| Verilen Metin |

Emsal Mahkeme Kararı İstanbul Anadolu 4. Asliye Ticaret Mahkemesi 2014/441 E. 2019/766 K. 17.07.2019 T.

Görüntülediğiniz mahkeme kararı henüz kesinleşmemiştir. Yararlı olması amacıyla eklenmiştir.

T.C. İstanbul Anadolu 4. ASLİYE TİCARET MAHKEMESİ
ESAS NO : 2014/441 Esas
KARAR NO : 2019/766
DAVA : Tazminat
DAVA TARİHİ: 22/09/2008
KARAR TARİHİ: 17/07/2019
Mahkememizde görülmekte olan Tazminat davasının yapılan açık yargılaması sonunda,
GEREĞİ DÜŞÜNÜLDÜ:
İDDİA: Davacı vekili dava dilekçesinde özetle, müvekkilinin uzun süreli filo araç kiralama ile iştigal ettiğini, müvekkilinin özellikle müşterilerine araçları “0” km olarak kiraladığını, müvekkil şirketine ait – adet aracın 27/03/2006 tarihli uzun süreli oto kira sözleşmesi ile davalıya kiralandığını, ——- tarihinde araçların kiracı şirketin kullanımında iken ———-fabrikasının otoparkındayken yağan yağmur nedeniyle ————–çevreleyen duvarların yıkıldığını, bunun neticesinde, dere sularının otoparka dolması nedeniyle otopark ve otoparkta bulunan araçların dere sularının içinde kaldığını, bu nedenle müvekkilinin çoğunluğu 2006 model olan 15 adet aracının kullanılmaz hale geldiğini, müvekkiline ait araçların ağır bir biçimde zarar görmesi ndeniyle müvekkil şirketinin ayrıca bu araçların yerine müşterisine kullanması için günlük kiralamalar için ayırdığı başka araçlardan verdiğini ve sonradan verdiği araçların da günlük kira gelirinden mahrum kaldığını, davalının müvekkiline ait araçları gerekli özen ve dikkati göstererek kullanmak zorunduğu olduğunu, araçlardaki olağan eskimeler dışındaki zararlardan davalının sorumluğu olduğunu, davalının müvekkilinin 15 adet aracını hakkında yıkım kararı bulunan daha önce de defalarca su baskınına uğramış bir yerde bayram tatili süresince sahipsiz bıraktığını ve mevsim itibariyle gerçekleşebilecek bir su baskınını göz ardı ettiğini, bu nedenle davalının müvekkilinin bu zararından sorumlu olduğunu, öncelikle müvekkili bakımından mükerrer tazmin ve sebepsiz zenginleşmeye yol açmamak için İstanbul 7. İdare Mahkemesinin ——–esas ve İstanbul 9. İdare Mahkemesinin ———- esas sayılı dosyalarından süren yargılamanın sonucunun beklenmesini, idare aleyhine açılan davaların sonucuna göre müvekkilinin toplam 330.849,23 YTL zararının davalıdan olay tarihinden itibaren işleyecek ticari avans faizi ile birlikte tahsilini, yargılama giderleri ve vekalet ücretinin de davalılara yükletilmesine karar verilmesini talep ve dava etmiştir.

| Kayıt Listesi |
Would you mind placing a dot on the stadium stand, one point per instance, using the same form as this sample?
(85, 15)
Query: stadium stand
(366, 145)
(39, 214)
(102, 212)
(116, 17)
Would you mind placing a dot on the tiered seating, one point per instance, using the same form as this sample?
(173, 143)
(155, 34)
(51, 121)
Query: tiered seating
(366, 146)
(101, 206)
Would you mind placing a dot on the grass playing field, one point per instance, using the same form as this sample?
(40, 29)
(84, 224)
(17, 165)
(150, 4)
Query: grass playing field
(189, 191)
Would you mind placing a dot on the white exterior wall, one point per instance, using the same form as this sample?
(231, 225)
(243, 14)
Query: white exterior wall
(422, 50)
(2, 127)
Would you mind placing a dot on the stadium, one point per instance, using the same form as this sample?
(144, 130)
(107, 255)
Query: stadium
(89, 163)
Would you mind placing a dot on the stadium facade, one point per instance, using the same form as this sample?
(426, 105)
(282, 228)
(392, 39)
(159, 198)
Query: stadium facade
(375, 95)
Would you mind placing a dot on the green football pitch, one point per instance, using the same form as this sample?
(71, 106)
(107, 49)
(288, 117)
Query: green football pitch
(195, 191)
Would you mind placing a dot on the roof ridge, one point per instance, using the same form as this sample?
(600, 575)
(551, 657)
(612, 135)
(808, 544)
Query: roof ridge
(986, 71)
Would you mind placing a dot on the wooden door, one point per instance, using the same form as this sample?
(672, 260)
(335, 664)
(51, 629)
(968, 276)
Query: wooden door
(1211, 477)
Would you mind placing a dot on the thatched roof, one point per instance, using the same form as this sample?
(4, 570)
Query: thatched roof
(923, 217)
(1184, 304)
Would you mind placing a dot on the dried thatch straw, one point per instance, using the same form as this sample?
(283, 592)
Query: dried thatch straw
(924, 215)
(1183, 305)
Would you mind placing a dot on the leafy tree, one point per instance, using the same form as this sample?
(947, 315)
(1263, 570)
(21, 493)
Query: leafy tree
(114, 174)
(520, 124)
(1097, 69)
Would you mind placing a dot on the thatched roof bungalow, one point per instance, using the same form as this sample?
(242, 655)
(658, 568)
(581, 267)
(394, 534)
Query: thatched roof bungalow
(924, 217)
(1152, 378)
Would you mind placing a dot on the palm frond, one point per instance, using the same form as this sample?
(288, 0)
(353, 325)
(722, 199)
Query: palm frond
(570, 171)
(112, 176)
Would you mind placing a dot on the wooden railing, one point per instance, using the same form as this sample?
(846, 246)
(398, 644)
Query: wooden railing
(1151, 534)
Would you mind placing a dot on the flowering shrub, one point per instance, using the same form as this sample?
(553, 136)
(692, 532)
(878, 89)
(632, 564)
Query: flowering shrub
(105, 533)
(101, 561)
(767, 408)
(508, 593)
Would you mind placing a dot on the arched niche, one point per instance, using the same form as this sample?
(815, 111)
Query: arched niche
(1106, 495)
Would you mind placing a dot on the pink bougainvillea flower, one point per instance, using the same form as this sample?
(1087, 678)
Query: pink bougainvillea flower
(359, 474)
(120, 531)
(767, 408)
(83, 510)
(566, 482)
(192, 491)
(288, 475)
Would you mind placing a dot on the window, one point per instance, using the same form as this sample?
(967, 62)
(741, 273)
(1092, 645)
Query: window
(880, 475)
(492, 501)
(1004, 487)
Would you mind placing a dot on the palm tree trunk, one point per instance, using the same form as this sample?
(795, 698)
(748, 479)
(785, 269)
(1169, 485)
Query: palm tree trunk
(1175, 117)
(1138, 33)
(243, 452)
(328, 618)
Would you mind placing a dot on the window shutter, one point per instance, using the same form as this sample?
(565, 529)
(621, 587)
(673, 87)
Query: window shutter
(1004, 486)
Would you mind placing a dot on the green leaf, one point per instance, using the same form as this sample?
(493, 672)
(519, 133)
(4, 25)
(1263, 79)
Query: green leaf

| Yapılacaklar |
[A] Mahkeme kararı metninden "Emsal Mahkeme Kararı" sözlerini içeren yerden başlayıp "olması amacıyla eklenmiştir." sözlerinden sonra biten bölümü hiçbir değişiklik yapmadan yazıya geçirin.
[B] Kayıtları en baştan başlayarak "(1211, 477)" ifadesinin geçtiği satır da dahil olmak üzere, "Query" yerine "Target" koyarak yeniden yazın. Geri kalan her şeyi aynen bırakın ve yalnızca bu satırları verin.

| Görev Çözümleri |
[A]
Emsal Mahkeme Kararı İstanbul Anadolu 4. Asliye Ticaret Mahkemesi 2014/441 E. 2019/766 K. 17.07.2019 T.

Görüntülediğiniz mahkeme kararı henüz kesinleşmemiştir. Yararlı olması amacıyla eklenmiştir.

[B]
Would you mind placing a dot on the stadium stand, one point per instance, using the same form as this sample?
(85, 15)
Target: stadium stand
(366, 145)
(39, 214)
(102, 212)
(116, 17)
Would you mind placing a dot on the tiered seating, one point per instance, using the same form as this sample?
(173, 143)
(155, 34)
(51, 121)
Target: tiered seating
(366, 146)
(101, 206)
Would you mind placing a dot on the grass playing field, one point per instance, using the same form as this sample?
(40, 29)
(84, 224)
(17, 165)
(150, 4)
Target: grass playing field
(189, 191)
Would you mind placing a dot on the white exterior wall, one point per instance, using the same form as this sample?
(231, 225)
(243, 14)
Target: white exterior wall
(422, 50)
(2, 127)
Would you mind placing a dot on the stadium, one point per instance, using the same form as this sample?
(144, 130)
(107, 255)
Target: stadium
(89, 163)
Would you mind placing a dot on the stadium facade, one point per instance, using the same form as this sample?
(426, 105)
(282, 228)
(392, 39)
(159, 198)
Target: stadium facade
(375, 95)
Would you mind placing a dot on the green football pitch, one point per instance, using the same form as this sample?
(71, 106)
(107, 49)
(288, 117)
Target: green football pitch
(195, 191)
Would you mind placing a dot on the roof ridge, one point per instance, using the same form as this sample?
(600, 575)
(551, 657)
(612, 135)
(808, 544)
Target: roof ridge
(986, 71)
Would you mind placing a dot on the wooden door, one point per instance, using the same form as this sample?
(672, 260)
(335, 664)
(51, 629)
(968, 276)
Target: wooden door
(1211, 477)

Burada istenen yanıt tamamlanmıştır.